**Directions for this task:** The lines you need are those holding the word "left"; pull them from the material.

------

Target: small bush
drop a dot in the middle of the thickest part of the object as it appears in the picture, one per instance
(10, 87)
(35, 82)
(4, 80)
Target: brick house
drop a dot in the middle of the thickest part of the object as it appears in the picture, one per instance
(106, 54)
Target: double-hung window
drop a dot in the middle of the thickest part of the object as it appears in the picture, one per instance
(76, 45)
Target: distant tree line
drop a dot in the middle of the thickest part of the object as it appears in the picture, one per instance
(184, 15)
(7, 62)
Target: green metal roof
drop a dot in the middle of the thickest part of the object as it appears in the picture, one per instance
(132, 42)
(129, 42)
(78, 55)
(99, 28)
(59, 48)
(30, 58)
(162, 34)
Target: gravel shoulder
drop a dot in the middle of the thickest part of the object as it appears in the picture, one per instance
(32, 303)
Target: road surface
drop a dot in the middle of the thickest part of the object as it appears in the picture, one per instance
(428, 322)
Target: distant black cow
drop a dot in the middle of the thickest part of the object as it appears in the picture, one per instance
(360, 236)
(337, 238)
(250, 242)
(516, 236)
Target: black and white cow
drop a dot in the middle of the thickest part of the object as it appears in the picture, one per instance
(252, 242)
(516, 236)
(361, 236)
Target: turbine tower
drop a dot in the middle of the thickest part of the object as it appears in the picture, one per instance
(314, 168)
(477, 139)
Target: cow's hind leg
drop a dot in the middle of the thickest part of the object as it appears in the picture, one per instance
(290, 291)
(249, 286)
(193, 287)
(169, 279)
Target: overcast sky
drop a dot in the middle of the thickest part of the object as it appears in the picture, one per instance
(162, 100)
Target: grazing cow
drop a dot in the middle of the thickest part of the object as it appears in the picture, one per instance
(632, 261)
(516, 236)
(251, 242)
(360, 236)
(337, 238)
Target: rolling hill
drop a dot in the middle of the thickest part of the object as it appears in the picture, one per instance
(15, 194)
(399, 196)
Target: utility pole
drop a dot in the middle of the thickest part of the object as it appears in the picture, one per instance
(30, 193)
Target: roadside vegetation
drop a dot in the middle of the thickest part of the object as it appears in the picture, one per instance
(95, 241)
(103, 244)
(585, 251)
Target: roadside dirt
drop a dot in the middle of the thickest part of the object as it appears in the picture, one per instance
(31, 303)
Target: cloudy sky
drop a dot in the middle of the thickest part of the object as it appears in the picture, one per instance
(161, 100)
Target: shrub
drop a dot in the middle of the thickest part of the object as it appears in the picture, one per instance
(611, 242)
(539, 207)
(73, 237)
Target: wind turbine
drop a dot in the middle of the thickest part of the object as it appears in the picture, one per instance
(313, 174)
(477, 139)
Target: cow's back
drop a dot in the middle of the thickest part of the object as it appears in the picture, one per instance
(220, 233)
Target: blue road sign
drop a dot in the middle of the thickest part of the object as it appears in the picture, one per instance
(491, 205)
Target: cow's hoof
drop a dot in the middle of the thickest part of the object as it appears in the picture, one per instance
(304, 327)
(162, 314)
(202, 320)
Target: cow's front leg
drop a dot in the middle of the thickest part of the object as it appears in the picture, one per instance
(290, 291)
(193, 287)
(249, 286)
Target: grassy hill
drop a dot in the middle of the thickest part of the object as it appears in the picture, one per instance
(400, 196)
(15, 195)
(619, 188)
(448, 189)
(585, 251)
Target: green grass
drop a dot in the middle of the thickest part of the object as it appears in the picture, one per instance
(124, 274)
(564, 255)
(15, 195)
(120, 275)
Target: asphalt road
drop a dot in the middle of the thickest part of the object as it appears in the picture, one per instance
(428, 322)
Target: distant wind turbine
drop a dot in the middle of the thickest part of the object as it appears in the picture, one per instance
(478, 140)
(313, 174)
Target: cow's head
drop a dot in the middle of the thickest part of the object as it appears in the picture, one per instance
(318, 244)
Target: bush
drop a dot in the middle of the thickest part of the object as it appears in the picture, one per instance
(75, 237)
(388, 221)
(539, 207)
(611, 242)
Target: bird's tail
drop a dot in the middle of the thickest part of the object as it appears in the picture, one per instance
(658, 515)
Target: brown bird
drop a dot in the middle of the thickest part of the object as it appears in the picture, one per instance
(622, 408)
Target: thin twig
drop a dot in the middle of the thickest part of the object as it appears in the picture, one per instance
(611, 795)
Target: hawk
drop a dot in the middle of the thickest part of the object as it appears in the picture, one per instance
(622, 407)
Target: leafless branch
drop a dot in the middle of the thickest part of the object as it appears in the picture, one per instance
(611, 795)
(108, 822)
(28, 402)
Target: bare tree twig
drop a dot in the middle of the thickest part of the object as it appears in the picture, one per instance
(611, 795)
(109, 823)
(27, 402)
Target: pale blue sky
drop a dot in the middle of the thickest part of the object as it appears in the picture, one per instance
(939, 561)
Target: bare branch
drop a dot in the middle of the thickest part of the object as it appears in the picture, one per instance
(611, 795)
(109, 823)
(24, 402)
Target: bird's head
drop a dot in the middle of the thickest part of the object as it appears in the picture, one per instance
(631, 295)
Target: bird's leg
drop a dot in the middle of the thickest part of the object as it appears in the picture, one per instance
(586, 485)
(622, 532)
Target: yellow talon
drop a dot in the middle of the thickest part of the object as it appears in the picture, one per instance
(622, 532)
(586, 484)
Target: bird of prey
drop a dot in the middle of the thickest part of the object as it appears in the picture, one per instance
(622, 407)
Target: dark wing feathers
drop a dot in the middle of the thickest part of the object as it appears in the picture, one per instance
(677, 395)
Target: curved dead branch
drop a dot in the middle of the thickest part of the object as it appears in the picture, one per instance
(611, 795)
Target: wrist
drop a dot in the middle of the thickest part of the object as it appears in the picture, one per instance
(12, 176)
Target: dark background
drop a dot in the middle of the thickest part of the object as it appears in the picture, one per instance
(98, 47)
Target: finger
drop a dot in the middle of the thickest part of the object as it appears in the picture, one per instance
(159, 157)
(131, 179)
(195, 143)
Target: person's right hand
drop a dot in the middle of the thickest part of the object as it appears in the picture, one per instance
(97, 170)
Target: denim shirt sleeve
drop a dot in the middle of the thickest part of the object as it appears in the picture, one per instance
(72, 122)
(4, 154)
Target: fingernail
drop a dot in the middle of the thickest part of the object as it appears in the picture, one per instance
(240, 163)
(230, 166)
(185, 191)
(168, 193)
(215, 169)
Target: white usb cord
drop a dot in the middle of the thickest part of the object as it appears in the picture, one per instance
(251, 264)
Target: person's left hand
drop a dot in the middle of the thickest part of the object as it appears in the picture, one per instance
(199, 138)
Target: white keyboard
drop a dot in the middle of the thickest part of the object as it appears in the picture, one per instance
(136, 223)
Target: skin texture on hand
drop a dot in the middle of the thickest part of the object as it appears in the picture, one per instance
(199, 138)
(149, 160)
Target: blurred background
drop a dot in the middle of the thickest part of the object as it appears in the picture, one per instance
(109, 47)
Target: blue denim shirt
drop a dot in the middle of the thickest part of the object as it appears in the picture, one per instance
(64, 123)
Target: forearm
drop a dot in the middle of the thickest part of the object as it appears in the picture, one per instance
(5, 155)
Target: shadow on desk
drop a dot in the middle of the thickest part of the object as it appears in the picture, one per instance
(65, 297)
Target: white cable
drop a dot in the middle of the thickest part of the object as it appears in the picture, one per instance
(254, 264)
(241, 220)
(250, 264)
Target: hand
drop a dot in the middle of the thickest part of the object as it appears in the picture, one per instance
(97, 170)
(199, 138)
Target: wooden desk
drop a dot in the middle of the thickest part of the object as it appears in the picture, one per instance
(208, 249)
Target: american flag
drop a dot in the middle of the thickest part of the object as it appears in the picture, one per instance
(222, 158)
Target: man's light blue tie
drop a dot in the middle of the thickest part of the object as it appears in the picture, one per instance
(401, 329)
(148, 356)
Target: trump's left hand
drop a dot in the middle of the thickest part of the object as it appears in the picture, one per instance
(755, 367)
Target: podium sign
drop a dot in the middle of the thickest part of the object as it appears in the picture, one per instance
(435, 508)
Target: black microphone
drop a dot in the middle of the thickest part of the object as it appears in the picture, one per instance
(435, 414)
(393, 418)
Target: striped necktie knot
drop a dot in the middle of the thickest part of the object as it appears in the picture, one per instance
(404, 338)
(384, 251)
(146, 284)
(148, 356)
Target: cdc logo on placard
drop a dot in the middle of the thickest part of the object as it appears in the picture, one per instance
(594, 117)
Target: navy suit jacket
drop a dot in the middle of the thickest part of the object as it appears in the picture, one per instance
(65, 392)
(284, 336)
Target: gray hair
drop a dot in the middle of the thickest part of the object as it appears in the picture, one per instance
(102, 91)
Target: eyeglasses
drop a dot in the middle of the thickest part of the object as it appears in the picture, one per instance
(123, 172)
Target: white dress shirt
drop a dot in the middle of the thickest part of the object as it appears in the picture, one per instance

------

**Answer to the problem:**
Target: person's left hand
Target: trump's left hand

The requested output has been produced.